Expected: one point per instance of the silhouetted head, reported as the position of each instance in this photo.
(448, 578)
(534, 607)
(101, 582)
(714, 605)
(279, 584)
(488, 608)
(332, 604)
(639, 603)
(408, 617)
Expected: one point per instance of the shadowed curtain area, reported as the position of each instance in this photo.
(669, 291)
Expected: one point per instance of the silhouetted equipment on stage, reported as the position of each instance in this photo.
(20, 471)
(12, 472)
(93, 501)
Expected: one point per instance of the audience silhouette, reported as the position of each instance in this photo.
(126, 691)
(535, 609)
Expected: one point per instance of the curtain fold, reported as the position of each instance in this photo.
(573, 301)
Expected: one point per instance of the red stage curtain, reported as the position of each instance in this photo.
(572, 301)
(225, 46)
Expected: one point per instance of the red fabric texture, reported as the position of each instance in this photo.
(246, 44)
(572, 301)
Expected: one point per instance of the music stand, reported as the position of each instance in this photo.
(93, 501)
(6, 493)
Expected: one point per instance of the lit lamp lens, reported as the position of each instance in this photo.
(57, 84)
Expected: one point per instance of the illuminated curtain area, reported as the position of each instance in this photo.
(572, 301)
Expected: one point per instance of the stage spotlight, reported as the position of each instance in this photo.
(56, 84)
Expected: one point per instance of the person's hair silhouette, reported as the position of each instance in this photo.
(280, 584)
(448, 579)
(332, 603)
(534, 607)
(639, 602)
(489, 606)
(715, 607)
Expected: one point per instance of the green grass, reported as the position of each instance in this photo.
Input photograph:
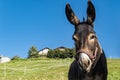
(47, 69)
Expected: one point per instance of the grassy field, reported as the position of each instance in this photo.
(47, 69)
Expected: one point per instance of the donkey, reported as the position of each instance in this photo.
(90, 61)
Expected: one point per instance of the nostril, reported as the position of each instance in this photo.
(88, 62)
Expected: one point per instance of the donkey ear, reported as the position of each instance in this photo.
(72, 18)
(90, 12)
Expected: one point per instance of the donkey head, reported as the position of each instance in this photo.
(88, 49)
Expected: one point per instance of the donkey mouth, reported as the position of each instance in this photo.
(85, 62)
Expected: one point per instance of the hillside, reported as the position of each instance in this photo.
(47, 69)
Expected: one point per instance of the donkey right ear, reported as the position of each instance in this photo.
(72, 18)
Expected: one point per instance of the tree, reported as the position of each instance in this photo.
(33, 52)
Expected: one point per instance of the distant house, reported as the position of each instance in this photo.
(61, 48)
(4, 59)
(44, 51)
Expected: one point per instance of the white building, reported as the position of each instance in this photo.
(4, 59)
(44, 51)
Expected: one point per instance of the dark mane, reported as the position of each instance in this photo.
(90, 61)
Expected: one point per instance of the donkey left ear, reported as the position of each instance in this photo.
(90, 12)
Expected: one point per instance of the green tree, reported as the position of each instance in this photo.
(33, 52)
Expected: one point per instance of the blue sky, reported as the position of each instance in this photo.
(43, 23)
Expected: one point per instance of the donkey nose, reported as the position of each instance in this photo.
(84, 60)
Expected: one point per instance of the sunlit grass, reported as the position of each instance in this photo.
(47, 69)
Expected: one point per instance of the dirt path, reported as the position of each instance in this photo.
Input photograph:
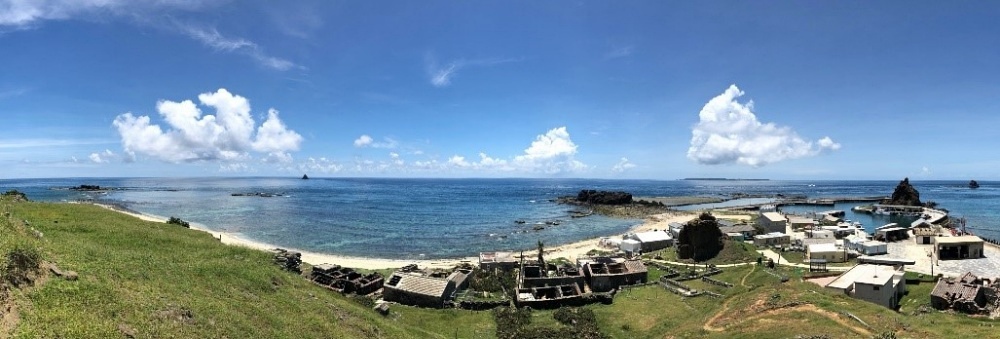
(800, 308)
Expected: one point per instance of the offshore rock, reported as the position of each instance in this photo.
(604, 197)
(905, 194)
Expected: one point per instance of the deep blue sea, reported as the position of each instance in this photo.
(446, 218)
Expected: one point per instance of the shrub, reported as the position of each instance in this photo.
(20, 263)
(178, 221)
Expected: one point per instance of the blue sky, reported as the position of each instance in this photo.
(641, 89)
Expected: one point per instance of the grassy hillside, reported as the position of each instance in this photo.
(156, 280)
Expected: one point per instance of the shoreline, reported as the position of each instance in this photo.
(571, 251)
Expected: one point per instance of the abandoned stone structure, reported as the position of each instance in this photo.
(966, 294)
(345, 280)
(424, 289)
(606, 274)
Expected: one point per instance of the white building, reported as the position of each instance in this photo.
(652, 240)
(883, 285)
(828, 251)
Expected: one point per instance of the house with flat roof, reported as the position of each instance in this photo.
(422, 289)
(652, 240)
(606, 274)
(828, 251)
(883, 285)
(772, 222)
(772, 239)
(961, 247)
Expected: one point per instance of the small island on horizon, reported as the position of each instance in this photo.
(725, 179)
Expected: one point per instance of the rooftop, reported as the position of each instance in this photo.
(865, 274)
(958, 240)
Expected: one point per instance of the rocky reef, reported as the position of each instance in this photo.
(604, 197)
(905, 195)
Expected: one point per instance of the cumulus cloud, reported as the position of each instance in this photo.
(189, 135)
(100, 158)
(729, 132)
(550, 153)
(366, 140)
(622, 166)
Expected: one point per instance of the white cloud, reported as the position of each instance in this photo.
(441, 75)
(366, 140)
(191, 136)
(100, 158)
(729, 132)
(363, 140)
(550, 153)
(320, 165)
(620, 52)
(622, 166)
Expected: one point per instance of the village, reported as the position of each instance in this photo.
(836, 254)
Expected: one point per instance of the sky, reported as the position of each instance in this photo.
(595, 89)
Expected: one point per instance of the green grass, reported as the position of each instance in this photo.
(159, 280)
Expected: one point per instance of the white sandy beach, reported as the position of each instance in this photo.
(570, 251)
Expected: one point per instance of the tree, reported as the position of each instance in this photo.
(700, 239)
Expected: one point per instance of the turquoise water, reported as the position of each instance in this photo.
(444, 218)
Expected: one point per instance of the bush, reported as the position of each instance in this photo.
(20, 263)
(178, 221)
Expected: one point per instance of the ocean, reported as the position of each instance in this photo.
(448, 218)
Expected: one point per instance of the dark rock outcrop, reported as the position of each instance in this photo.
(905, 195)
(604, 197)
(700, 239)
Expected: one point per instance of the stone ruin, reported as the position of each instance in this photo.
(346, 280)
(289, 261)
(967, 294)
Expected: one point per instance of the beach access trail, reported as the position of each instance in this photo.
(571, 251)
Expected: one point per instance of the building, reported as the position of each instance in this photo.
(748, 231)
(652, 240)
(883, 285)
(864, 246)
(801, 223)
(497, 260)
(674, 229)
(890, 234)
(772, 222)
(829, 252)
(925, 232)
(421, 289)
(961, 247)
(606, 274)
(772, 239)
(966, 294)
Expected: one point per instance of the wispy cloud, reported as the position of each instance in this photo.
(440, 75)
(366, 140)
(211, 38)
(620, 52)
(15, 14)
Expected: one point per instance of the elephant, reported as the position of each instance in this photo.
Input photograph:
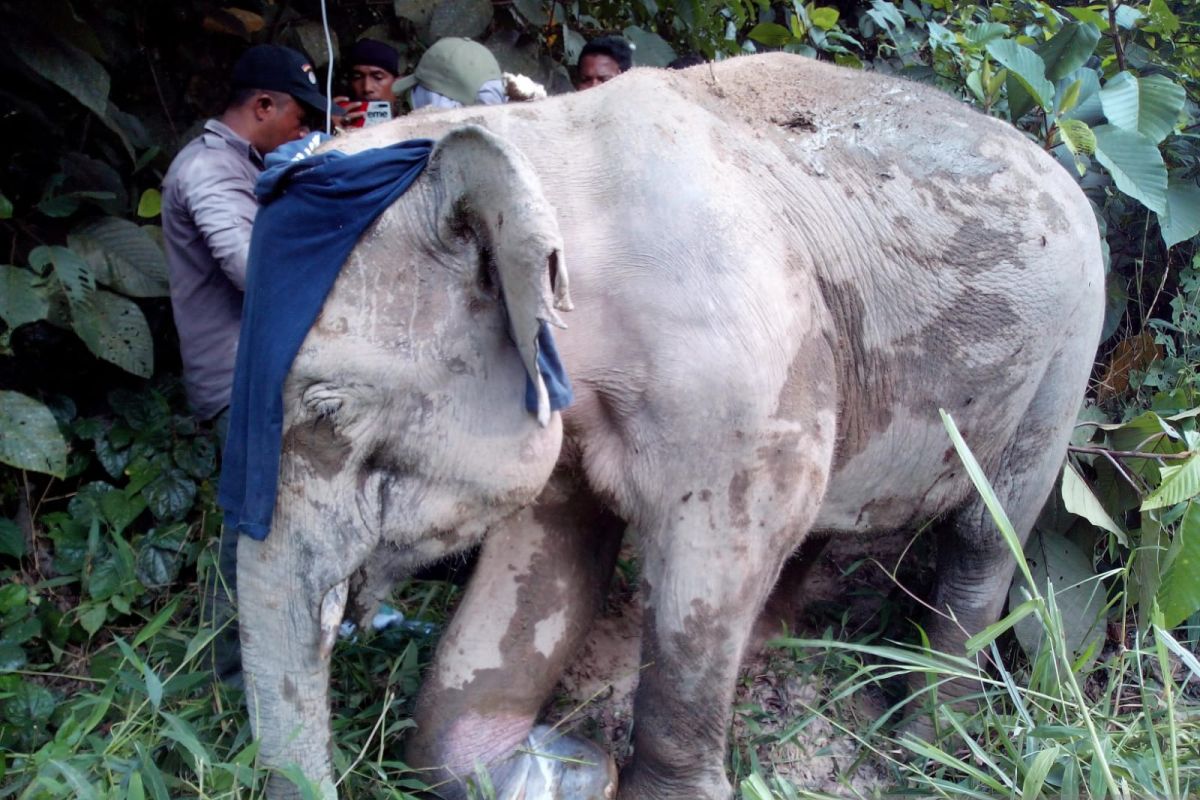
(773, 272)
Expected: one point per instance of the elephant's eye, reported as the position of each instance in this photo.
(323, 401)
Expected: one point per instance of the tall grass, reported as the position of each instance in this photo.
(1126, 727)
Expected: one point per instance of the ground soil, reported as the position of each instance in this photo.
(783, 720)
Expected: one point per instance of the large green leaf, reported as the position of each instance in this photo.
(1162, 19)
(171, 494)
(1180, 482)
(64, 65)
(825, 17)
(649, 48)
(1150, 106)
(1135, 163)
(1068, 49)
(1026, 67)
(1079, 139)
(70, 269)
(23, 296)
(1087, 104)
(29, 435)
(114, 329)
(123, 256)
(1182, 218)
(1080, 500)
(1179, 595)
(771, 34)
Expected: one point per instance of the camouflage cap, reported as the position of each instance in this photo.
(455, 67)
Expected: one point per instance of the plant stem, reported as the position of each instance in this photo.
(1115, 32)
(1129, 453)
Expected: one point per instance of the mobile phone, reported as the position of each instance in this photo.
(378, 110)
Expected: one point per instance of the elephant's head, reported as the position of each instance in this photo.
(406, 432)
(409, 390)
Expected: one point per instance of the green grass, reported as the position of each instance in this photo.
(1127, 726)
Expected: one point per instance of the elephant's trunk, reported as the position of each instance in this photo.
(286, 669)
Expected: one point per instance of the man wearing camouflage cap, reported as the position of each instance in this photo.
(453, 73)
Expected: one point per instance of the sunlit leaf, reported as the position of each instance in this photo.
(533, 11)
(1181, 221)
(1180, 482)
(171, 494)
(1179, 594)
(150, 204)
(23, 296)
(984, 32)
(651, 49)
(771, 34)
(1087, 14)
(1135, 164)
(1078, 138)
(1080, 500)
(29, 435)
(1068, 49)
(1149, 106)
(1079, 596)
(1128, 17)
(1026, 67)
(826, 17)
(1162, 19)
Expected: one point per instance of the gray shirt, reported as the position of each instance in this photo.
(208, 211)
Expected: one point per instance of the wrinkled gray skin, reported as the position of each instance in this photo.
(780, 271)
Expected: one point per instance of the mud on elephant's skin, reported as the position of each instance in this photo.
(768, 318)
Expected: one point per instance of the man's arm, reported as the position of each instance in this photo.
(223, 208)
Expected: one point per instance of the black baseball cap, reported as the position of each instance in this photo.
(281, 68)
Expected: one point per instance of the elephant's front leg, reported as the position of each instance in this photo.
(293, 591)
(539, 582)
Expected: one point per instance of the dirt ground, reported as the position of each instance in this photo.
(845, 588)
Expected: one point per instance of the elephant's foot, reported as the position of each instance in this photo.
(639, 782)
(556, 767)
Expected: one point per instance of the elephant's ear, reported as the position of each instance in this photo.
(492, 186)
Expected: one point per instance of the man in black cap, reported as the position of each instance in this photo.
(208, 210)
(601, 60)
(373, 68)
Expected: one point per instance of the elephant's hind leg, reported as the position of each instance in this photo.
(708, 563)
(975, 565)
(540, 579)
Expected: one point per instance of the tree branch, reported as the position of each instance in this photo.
────────────────────────────────────────
### Task item:
Taking the line that contains "Expected: one point per instance of the mud" as the first and the last line of the material as the final one, transcribe that span exactly and include nothing else.

### Reply to the task:
Expected: one point per instance of the mud on elephant's skin, reported as the position of each instance in this photo.
(768, 318)
Expected: one point per instance of the man's arm, reported as the position of each instance in this photo.
(223, 208)
Expected: one point per instance of the black baseball cap, reported as the position of each instance in this photo.
(281, 68)
Expected: one point per instance of the elephant's front leg, reported as the position of each instance in this photo.
(293, 591)
(539, 582)
Expected: one point per instance of the dirt ground, reported as the position of each instance in this photo.
(845, 588)
Expected: one point per instance of the elephant's foot, reported as the position of each instance in this photo.
(639, 782)
(556, 767)
Expected: one point per instance of the elephant's ear, reported as the position of each instance in this photo.
(492, 186)
Expected: one point per instance of the man in black cap, reported as the position of each instance in this photo.
(208, 210)
(601, 60)
(373, 68)
Expected: one point per instance of the elephant's hind leg, reported as the position of each instance in this photo.
(708, 563)
(975, 565)
(540, 579)
Expected: one point per instance of the tree branch, reported as the position of each instance in this photo.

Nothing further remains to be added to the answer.